**Written instruction 1**
Output the rows as a JSON list of strings, one string per line and no blank lines, starting at the line that contains "Target: microphone head" and ending at the last line of the rows.

**Text extract**
+===+
I work out of a small pest control van based near Croydon, and most of my week is spent moving between terraced houses, shop basements, flat conversions, and food businesses across South London. I have dealt with rats under kitchen units, mice behind boxed-in pipework, wasps in roof edges, and bed bugs in rental rooms where three people had already tried sprays from the high street. I have learned that the treatment itself is only one part of the job, and the real difference often comes from reading the building properly before I open a bait box or lift a floorboard.
The First Walkaround Tells Me More Than the Complaint
I never start by assuming the customer has described the whole problem, because they usually describe the part they can see. A tenant might say there is one mouse in the kitchen, then I find droppings in the airing cupboard and gnaw marks behind the washing machine. In one flat near a busy parade of shops, the first sign was a torn cereal packet, but the real route was a finger-width gap around a waste pipe behind the plinth.
My first ten minutes are usually quiet. I look at skirting gaps, air bricks, pipe entries, garden clutter, drain covers, and the way bins are stored. Rats do not wait. If there is food, warmth, and a gap bigger than people expect, they will test it, especially around older Victorian stock where brickwork has been patched several times over the years.
+===+
**Material for this task**
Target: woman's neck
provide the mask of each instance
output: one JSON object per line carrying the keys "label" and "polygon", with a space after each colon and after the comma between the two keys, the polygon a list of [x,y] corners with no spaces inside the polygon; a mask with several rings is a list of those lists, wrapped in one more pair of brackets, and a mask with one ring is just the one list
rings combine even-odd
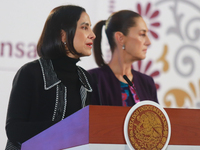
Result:
{"label": "woman's neck", "polygon": [[123,75],[126,75],[129,80],[132,81],[133,75],[131,72],[131,61],[125,61],[125,54],[119,53],[117,50],[114,51],[111,61],[108,63],[108,66],[111,68],[115,76],[118,78],[119,81],[126,83],[124,80]]}

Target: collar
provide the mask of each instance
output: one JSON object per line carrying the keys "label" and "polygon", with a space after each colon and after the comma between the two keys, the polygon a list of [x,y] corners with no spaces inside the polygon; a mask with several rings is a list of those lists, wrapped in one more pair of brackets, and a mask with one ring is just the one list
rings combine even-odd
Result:
{"label": "collar", "polygon": [[[61,80],[57,78],[54,71],[52,61],[50,59],[39,59],[39,63],[42,69],[42,76],[44,80],[44,89],[49,90],[52,87],[61,83]],[[88,92],[92,92],[92,88],[88,82],[88,79],[83,71],[83,68],[77,66],[79,80]]]}

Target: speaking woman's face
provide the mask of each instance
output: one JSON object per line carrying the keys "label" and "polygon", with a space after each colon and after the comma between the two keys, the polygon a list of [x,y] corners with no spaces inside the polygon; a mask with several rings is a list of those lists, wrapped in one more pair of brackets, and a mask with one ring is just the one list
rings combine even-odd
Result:
{"label": "speaking woman's face", "polygon": [[[88,14],[83,12],[77,22],[73,45],[81,56],[90,56],[93,40],[96,38],[91,29],[91,22]],[[69,57],[78,58],[79,56],[68,54]]]}

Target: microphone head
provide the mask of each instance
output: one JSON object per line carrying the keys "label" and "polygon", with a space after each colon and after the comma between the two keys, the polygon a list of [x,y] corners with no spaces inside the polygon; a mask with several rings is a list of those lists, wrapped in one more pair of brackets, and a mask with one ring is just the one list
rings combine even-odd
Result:
{"label": "microphone head", "polygon": [[126,80],[126,82],[130,85],[133,86],[133,83],[128,79],[126,75],[123,75],[123,78]]}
+===+
**Written instruction 2**
In the pest control text, starting at "My first ten" and ending at "over the years.", give that passage again with "Victorian" replaced by "Edwardian".

**Task result 1**
[
  "Target: microphone head",
  "provide the mask of each instance",
  "output: one JSON object per line carrying the keys \"label\" and \"polygon\", with a space after each colon and after the comma between the two keys, the polygon a list of [x,y] corners with no spaces inside the polygon; a mask with several rings is a list of those lists, wrapped in one more pair of brackets, and a mask with one ring is just the one list",
  "rings combine even-odd",
  "Result:",
  "{\"label\": \"microphone head\", \"polygon\": [[126,80],[126,82],[130,85],[133,86],[133,83],[128,79],[126,75],[123,75],[123,78]]}"
]

**Task result 2**
My first ten minutes are usually quiet. I look at skirting gaps, air bricks, pipe entries, garden clutter, drain covers, and the way bins are stored. Rats do not wait. If there is food, warmth, and a gap bigger than people expect, they will test it, especially around older Edwardian stock where brickwork has been patched several times over the years.